▶ Work instruction
Reproduce the records in full. Alter nothing.

-------

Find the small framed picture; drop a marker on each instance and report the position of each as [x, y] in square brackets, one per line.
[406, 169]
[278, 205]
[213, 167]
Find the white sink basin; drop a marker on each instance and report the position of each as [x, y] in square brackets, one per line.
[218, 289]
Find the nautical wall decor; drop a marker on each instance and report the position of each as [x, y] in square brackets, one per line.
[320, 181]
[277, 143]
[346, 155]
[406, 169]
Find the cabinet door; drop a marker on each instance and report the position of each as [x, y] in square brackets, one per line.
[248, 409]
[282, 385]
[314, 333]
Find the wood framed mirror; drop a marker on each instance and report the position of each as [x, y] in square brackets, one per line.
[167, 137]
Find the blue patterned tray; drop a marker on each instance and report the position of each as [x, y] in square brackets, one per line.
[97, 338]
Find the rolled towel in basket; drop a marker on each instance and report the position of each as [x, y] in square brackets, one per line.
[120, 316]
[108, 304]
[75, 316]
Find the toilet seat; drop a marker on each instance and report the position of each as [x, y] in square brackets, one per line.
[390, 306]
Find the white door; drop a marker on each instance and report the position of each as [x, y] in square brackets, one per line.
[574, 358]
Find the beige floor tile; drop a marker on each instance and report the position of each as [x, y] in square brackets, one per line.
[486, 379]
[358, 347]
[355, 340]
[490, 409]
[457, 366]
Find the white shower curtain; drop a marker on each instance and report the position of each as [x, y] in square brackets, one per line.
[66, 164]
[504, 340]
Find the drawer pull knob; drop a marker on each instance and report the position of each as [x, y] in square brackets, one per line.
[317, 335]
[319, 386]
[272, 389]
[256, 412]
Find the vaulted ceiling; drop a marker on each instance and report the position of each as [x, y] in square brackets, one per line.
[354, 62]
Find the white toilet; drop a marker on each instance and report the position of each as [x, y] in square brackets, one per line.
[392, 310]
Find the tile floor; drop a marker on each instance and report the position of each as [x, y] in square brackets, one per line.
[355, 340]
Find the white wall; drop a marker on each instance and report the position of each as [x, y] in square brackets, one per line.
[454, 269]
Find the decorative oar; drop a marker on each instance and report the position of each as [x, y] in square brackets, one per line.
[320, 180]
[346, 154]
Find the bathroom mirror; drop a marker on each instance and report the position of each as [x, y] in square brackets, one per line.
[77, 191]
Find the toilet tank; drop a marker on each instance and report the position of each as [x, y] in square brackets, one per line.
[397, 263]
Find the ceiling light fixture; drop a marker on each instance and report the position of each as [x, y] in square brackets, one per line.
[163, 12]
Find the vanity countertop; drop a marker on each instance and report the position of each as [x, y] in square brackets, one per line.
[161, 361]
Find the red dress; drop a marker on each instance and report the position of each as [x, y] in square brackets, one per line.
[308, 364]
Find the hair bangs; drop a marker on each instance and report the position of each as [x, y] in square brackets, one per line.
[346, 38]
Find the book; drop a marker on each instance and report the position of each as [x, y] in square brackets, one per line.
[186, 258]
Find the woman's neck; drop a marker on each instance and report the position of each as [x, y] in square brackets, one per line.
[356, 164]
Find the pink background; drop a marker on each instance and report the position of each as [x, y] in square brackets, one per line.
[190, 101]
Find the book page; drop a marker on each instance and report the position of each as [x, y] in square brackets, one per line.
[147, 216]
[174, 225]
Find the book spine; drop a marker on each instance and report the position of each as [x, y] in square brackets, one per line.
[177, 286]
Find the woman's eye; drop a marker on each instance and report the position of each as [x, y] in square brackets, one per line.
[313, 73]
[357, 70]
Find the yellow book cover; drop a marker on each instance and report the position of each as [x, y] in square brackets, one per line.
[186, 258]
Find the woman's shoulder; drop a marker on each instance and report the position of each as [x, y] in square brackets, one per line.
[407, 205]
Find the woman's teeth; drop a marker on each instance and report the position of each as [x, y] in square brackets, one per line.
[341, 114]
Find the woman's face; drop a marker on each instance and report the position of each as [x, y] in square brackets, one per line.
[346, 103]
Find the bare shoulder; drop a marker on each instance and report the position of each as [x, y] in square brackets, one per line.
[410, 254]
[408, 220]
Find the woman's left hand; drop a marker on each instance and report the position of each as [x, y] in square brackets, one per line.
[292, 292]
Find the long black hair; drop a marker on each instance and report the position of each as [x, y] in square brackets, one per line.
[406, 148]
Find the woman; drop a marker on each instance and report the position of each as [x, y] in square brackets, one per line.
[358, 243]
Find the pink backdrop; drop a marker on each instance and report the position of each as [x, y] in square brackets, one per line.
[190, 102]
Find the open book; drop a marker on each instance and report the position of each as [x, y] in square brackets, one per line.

-------

▶ Written solution
Find the small framed picture; drop a marker on each instance and report the position of each as [x, y] in square brackets, one per line.
[406, 169]
[278, 205]
[213, 167]
Find the white sink basin; drop a marker on each instance and report the position of each as [x, y] in square brackets, one per line.
[218, 289]
Find the nautical wall decor; drop a marker on each instance and report the position of each as [x, y] in square brackets, one per line.
[320, 181]
[277, 143]
[346, 155]
[406, 169]
Find the cabinet door; drop a marker on each instance and report the position of each as [x, y] in square brackets, one per line.
[248, 409]
[282, 385]
[314, 333]
Find the wood framed mirror; drop a marker on each instance and report the position of each as [x, y] in square brackets, one per line.
[167, 137]
Find the blue patterned tray; drop a marker on each instance and report the position of each as [x, y] in square brackets, one per line.
[97, 338]
Find the rolled towel in basket; drop a marker on each instance and report the position of each as [x, y] in square brackets, one per line.
[120, 316]
[108, 304]
[75, 316]
Find the toilet seat; drop a marker on each instance and report the position of each as [x, y] in square brackets, one per line.
[390, 306]
Find the white door; drop a marker on each instance and report the position of each as [x, y] in square brackets, one per line.
[574, 358]
Find the beige floor tile; drop a marker on each instance and report the position of each as [x, y] in square brackets, one per line.
[486, 379]
[358, 347]
[355, 340]
[490, 409]
[457, 366]
Find the white shower curtain; drop a marker on each instance and report the position of each as [x, y] in square brackets, one per line.
[66, 164]
[504, 340]
Find the drawer pull knob; drop a marker on each instance and report the position of each as [x, y] in square brackets, one per line.
[317, 335]
[319, 386]
[272, 389]
[256, 412]
Find the vaulted ceiling; drop a marker on each instance and report the position of each as [x, y] in square brackets, one per line.
[354, 62]
Find the white toilet; drop a marker on each instance and report the position of each as [x, y] in square brackets, one per line.
[392, 310]
Find the tile floor; drop a marker on each instance and report the position of each as [x, y] in square brackets, one per line.
[355, 340]
Find the white wall; drop a marker on each instance and report the position of each as [x, y] in square brackets, one per line.
[454, 269]
Find the decorative oar; drop a marker on each instance and report the position of each as [x, y] in square brackets, one per line.
[320, 180]
[346, 154]
Find the bathroom mirror; drop a marker on each instance and report the position of each as [x, y] in square brackets, one per line.
[77, 191]
Find the toilet tank; drop a marker on each instance and report the position of each as [x, y] in square brackets, one per line.
[397, 263]
Find the ceiling light fixture; drop a marker on each instance and report the position of each as [x, y] in square brackets, one per line.
[163, 12]
Find the vanity countertop; drop a marker on each instance and report the position of each as [x, y] in square brackets, one per line.
[161, 361]
Find the red dress; drop a marker on each instance and report the position of each as [x, y] in square brackets, one per line.
[308, 364]
Find the hair bangs; drop a marker on each instance and report the position of each as [x, y] in square brackets, one per line.
[346, 38]
Find the book; drop a marker on each instance and report the position of each as [x, y] in square brackets, one per line.
[186, 258]
Find the woman's neck; drop a marker on each instance and report the position of each as [x, y] in square brackets, one per line.
[356, 164]
Find the pink background; drop a marker on each instance and report the position of each as [x, y] in square brackets, one per line.
[190, 101]
Find the book page; drop a marker on each instance and report the position of each as [x, y] in square brackets, one per line.
[147, 216]
[174, 225]
Find the book spine; drop a marker on each instance and report the position of each as [x, y] in square brackets, one per line.
[177, 286]
Find the woman's eye; drop a marker on each instance and report the position of each as [x, y] in square brackets, one per line.
[313, 73]
[357, 70]
Find the yellow book cover; drop a marker on each instance and report the position of each as [x, y] in square brackets, one per line.
[186, 258]
Find the woman's shoulder; drop a marker on each instance and report the position of each as [x, y] in square brackets, one per line.
[407, 205]
Find the woman's teeth; drop a marker on each instance and report the position of each as [x, y] in square brackets, one per line.
[341, 114]
Find the woman's face; drop a marker on each instance and report the position of each as [x, y] in square brackets, one per line.
[346, 103]
Find the bare shoulder; drop a marker on each instance and report the position of each as [x, y] in square brackets, one per line.
[410, 254]
[408, 220]
Find the woman's left hand; drop a marker on each instance and report the position of each as [x, y] in square brackets, one per line.
[292, 292]
Find the long black hair; drop a marker on each instance and report the position of each as [x, y] in square brackets, one per line.
[406, 148]
Find the woman; drop a marker on each instance and report the position of each as [x, y] in square brackets, one per line.
[358, 243]
Find the pink backdrop; drop a marker on each instance and report the position of each as [x, y] in square brackets, one per line.
[190, 102]
Find the open book; drop a marker on each instance and report the position of each as [x, y] in square brackets, one per line.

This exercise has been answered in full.